Problems and tasks:
1. From the forum thread on apprentices, quote the passage starting with "## Bad Electrician" and going on through "the sales rep.".
2. Extend the forum thread on apprentices past its final post.

-- BEGIN Text provided --

# Apprentices



## the-apprentice (Jun 11, 2012)

its nice working with a JW that is willing to show an apprentice new things or show them how things work. not just shut up and work and if your not fast enough your fired. I dont mind cleaning up or any of that. gotta pay your dues , some guys think they are to good to clean up . which is fine i guess lol


----------



## stuiec (Sep 25, 2010)

the-apprentice said:


> its nice working with a JW that is willing to show an apprentice new things or show them how things work. not just shut up and work and if your not fast enough your fired. I dont mind cleaning up or any of that. gotta pay your dues , some guys think they are to good to clean up . which is fine i guess lol


_SHUT IT!!_ The old dude's talking


----------



## Jack Legg (Mar 12, 2014)

..... and don't run your mouth to the homeowner. Be polite but don't effin run your mouth or butt into a conversation with the homeowner.


----------



## stuiec (Sep 25, 2010)

......


----------



## wildleg (Apr 12, 2009)

stuiec said:


> ......


best post ever !


----------



## stuiec (Sep 25, 2010)

wildleg said:


> best post ever !


remember me at the nominations


----------



## Bad Electrician (May 20, 2014)

Jack Legg said:


> ..... and don't run your mouth to the homeowner. Be polite but don't effin run your mouth or butt into a conversation with the homeowner.


Or the inspector, had one say shouldn't there be a UL Sticker on that Circuit Breaker. We had just spent 14 hours retrofitting a switchboard for a 2000 amp CB. Spent 5 more hours getting a letter from the sales rep.

-- END Text provided --
-- BEGIN Dataset content --

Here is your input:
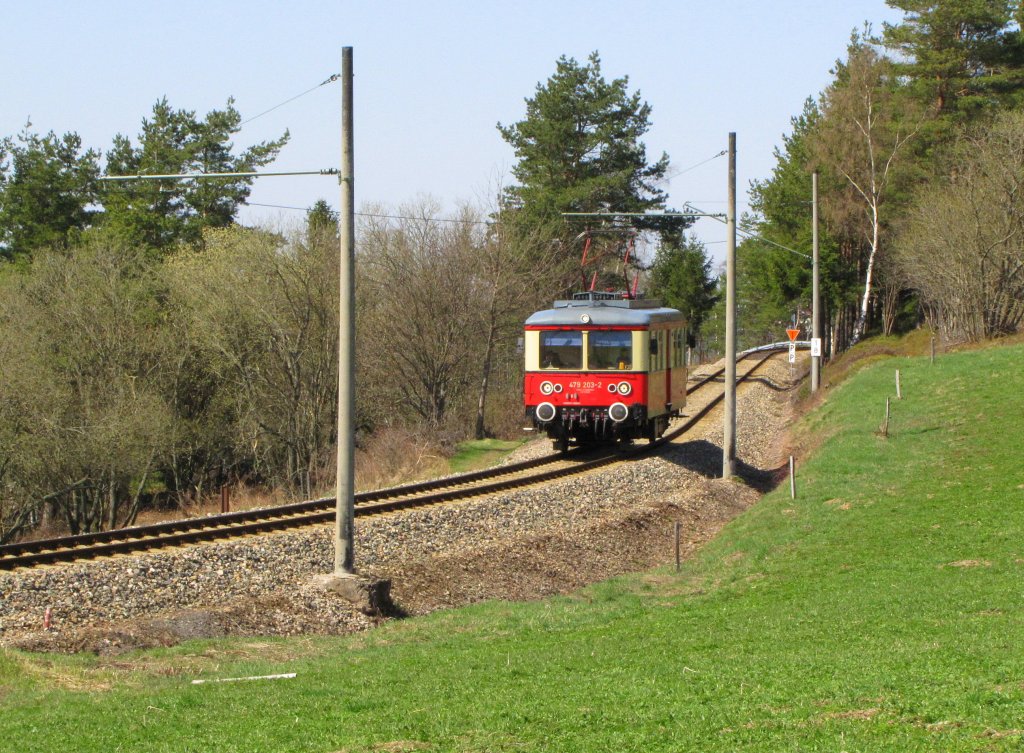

-- END Dataset content --

Final results:
1.
## Bad Electrician (May 20, 2014)

Jack Legg said:


> ..... and don't run your mouth to the homeowner. Be polite but don't effin run your mouth or butt into a conversation with the homeowner.


Or the inspector, had one say shouldn't there be a UL Sticker on that Circuit Breaker. We had just spent 14 hours retrofitting a switchboard for a 2000 amp CB. Spent 5 more hours getting a letter from the sales rep.

2.
----------



## 99cents (Aug 20, 2012)

A few words about bosses:

A boss who considers himself god and ridicules his employees has psychological issues. His guys will try to cover things up and make it appear like everything's great when, in fact, everything is rotten to the core.

A boss who is too easy on his guys encourages laziness.

A boss who sets high standards for himself, and encourages and teaches his guys to achieve those standards, is a good boss.


----------



## chicken steve (Mar 22, 2011)

It's tough being a noob in anything, and i don't care what profession it is, it ain't always as easy as it may look

~CS~


----------



## Cow (Jan 16, 2008)

I have a 20 year old 3rd period apprentice I've been working with, who just started working for our shop. It seems he spent more time pouring concrete and doing odd jobs than real electrical work at his old company just to keep busy and get a check.

I'm trying to teach this kid as much as I can as fast as I can. I told him I don't want a dummy that can only gather parts, push brooms, or make up receps/light fixtures only. When I have an apprentice, I want someone who can help me by doing ACTUAL electrical work, not just a mindless gopher given only simple tasks. I'm going to teach the crap out him. So far he seems to like it.

My thoughts are, the sooner he picks this stuff up, the sooner I get to quit explaining stuff to him.:thumbup:


----------



## ponyboy (Nov 18, 2012)

That's how I handled my apprentices. The first thing I'd tell them is their job is to make my job easier, and in return my job is to teach them everything I know. I'd have them bending big pipe and running racks their first week if we were busy. I figured they could learn how to clean and organize stuff when we were slow


----------



## Bad Electrician (May 20, 2014)

The more they know the less I have to do.


----------



## Bad Electrician (May 20, 2014)

99cents said:


> A few words about bosses:
> 
> A boss who considers himself god and ridicules his employees has psychological issues. His guys will try to cover things up and make it appear like everything's great when, in fact, everything is rotten to the core.
> 
> ...


I have been accused of ruining apprentices, I always want the JW's to arrange a way to give them a ride when possible, they get paid vacation and holidays, with bonus at Christmas. But they generally leave having done a type of work few electricians seldom see much less perform.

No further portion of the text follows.